• [Problem details]
Write out the entries below verbatim, from their first line through the line that contains "[[0, 0, 400, 145]]".

• [Extracted material]

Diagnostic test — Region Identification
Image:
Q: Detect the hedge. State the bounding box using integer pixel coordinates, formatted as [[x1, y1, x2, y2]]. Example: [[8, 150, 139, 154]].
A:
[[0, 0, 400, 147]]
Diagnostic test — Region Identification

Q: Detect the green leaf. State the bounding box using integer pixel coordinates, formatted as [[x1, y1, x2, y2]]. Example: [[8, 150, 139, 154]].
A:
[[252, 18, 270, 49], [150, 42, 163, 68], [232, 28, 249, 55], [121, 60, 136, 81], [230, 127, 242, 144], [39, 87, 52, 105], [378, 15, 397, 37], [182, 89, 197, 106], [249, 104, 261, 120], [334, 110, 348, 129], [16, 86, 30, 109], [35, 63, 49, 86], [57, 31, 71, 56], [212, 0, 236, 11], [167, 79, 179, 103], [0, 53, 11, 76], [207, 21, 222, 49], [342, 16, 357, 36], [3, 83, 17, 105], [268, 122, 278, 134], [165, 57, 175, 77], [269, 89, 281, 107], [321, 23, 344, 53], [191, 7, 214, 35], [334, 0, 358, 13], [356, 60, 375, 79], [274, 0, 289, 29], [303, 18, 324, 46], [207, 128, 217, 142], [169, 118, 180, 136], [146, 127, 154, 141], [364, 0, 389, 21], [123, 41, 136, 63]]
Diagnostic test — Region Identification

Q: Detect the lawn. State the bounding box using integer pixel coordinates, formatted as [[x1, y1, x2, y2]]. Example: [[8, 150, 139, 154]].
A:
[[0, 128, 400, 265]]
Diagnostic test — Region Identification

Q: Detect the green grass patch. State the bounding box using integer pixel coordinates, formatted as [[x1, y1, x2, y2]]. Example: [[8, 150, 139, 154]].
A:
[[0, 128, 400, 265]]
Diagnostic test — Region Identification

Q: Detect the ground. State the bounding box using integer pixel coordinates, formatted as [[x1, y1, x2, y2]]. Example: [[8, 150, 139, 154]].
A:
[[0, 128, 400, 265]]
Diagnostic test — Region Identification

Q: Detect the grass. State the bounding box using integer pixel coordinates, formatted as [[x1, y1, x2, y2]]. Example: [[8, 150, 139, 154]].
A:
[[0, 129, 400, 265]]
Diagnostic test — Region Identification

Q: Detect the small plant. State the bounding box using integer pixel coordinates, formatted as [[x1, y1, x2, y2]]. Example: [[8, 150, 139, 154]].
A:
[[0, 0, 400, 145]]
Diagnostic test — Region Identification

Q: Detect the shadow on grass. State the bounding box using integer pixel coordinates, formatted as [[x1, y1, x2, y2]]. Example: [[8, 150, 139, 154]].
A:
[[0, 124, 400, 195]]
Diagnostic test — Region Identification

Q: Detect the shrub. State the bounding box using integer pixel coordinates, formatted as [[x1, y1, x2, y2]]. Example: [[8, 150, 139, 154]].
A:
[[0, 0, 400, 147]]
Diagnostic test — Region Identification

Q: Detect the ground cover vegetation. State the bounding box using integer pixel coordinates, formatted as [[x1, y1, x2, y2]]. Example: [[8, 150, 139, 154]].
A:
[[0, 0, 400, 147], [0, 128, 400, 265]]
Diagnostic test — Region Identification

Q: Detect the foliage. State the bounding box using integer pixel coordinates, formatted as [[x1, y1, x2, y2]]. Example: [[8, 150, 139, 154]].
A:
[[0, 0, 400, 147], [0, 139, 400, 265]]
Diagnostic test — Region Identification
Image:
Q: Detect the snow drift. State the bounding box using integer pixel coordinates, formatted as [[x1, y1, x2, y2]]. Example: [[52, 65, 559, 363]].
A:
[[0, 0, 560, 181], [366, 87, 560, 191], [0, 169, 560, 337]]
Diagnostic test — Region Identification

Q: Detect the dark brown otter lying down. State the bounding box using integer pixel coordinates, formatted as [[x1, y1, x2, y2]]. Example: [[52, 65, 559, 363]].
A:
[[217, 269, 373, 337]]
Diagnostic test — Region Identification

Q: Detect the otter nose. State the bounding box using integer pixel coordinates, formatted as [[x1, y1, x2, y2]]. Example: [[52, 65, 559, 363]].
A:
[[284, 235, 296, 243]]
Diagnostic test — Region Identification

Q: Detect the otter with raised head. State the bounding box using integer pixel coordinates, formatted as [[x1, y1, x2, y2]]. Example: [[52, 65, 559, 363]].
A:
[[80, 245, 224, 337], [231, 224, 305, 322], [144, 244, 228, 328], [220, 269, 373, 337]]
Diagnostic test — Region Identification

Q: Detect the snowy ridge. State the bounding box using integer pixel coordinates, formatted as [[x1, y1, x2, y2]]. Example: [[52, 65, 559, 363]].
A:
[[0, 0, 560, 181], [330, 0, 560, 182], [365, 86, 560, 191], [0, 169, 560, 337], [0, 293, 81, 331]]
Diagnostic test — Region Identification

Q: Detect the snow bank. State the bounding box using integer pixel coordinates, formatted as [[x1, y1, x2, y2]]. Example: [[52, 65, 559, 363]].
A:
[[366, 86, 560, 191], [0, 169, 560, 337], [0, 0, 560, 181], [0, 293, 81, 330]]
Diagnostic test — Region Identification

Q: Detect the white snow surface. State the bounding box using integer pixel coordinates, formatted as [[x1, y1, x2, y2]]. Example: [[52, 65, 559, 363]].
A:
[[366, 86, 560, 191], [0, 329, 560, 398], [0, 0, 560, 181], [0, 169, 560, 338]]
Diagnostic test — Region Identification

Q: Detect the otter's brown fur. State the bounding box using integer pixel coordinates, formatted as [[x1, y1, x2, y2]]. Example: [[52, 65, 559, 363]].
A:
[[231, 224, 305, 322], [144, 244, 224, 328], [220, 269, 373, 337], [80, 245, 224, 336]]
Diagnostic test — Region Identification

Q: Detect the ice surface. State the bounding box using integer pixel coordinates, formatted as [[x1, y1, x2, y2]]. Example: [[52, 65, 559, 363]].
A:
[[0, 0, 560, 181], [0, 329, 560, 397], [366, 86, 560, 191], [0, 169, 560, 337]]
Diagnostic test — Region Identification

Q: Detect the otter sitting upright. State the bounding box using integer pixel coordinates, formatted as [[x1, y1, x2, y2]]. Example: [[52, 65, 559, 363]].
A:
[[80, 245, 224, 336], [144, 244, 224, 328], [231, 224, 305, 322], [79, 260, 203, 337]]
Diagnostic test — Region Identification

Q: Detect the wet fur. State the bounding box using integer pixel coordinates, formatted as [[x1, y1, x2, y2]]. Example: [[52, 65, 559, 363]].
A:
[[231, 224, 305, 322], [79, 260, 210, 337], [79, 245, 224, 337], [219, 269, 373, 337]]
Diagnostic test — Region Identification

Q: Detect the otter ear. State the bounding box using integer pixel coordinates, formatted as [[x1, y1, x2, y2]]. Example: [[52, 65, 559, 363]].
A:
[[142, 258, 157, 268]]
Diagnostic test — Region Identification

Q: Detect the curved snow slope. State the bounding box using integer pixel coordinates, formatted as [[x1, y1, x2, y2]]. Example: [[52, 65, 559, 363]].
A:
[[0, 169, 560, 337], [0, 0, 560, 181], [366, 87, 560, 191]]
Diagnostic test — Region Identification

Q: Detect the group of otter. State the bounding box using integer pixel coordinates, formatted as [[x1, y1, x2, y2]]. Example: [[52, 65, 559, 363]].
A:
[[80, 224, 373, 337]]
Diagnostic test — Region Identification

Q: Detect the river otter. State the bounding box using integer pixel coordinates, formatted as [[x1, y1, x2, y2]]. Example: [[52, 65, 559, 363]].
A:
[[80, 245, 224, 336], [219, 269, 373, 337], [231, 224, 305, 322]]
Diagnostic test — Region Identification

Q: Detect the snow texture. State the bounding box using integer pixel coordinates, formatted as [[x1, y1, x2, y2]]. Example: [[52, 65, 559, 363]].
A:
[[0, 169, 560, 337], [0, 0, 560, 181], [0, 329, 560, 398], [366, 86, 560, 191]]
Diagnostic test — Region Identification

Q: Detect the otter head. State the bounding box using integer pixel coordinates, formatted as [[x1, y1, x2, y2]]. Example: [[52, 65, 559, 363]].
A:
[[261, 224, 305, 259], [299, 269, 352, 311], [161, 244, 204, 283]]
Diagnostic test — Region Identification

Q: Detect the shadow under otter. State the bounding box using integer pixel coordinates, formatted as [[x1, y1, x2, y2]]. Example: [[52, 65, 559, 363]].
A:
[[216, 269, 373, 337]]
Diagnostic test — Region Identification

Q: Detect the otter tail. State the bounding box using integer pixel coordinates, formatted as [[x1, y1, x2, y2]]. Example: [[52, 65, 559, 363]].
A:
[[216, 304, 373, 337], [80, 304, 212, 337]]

• [Solution to the problem]
Diagnostic test — Region Identification
Image:
Q: Detect the hedge. State the bounding box using integer pixel coordinates, formatted as [[x1, y1, x2, y2]]. Example: [[8, 150, 139, 154]].
A:
[[0, 0, 400, 147]]
Diagnostic test — Region Identification

Q: Detect the green leaf. State the bounding box using integer pixel coordinates, formatted as [[x1, y1, x2, y2]]. Example: [[8, 150, 139, 154]].
A:
[[252, 18, 270, 49], [150, 42, 163, 68], [232, 28, 249, 55], [121, 60, 136, 81], [230, 127, 242, 144], [39, 87, 52, 105], [378, 15, 397, 37], [182, 89, 197, 106], [249, 104, 261, 120], [334, 110, 348, 129], [16, 86, 30, 109], [35, 63, 49, 86], [57, 31, 71, 56], [212, 0, 236, 11], [167, 79, 179, 103], [0, 53, 11, 76], [207, 21, 222, 49], [342, 16, 357, 36], [3, 83, 17, 105], [268, 122, 278, 134], [165, 57, 175, 77], [269, 89, 281, 107], [321, 23, 344, 53], [191, 7, 214, 35], [334, 0, 358, 13], [356, 60, 375, 79], [274, 0, 289, 29], [303, 18, 324, 46], [207, 128, 217, 142], [169, 118, 180, 136], [146, 127, 154, 141], [364, 0, 389, 21], [123, 41, 136, 63]]
Diagnostic test — Region Identification

Q: Detect the lawn. State the bounding box using integer pixel coordinates, formatted as [[x1, y1, x2, y2]]. Example: [[8, 150, 139, 154]].
A:
[[0, 128, 400, 265]]
Diagnostic test — Region Identification

Q: Detect the green grass patch. State the bounding box using integer pixel coordinates, formatted as [[x1, y1, x2, y2]]. Example: [[8, 150, 139, 154]].
A:
[[0, 128, 400, 265]]
Diagnostic test — Region Identification

Q: Detect the ground. State the bounding box using integer pixel coordinates, formatted as [[x1, y1, x2, y2]]. Example: [[8, 150, 139, 154]].
A:
[[0, 128, 400, 265]]
Diagnostic test — Region Identification

Q: Detect the grass. State the bounding box using integer pixel coordinates, formatted as [[x1, y1, x2, y2]]. Example: [[8, 150, 139, 154]].
A:
[[0, 129, 400, 265]]
Diagnostic test — Region Identification

Q: Detect the small plant. State the bounding box using integer pixel coordinates, formatted as [[x1, y1, x2, y2]]. Example: [[8, 150, 139, 154]].
A:
[[0, 0, 400, 145]]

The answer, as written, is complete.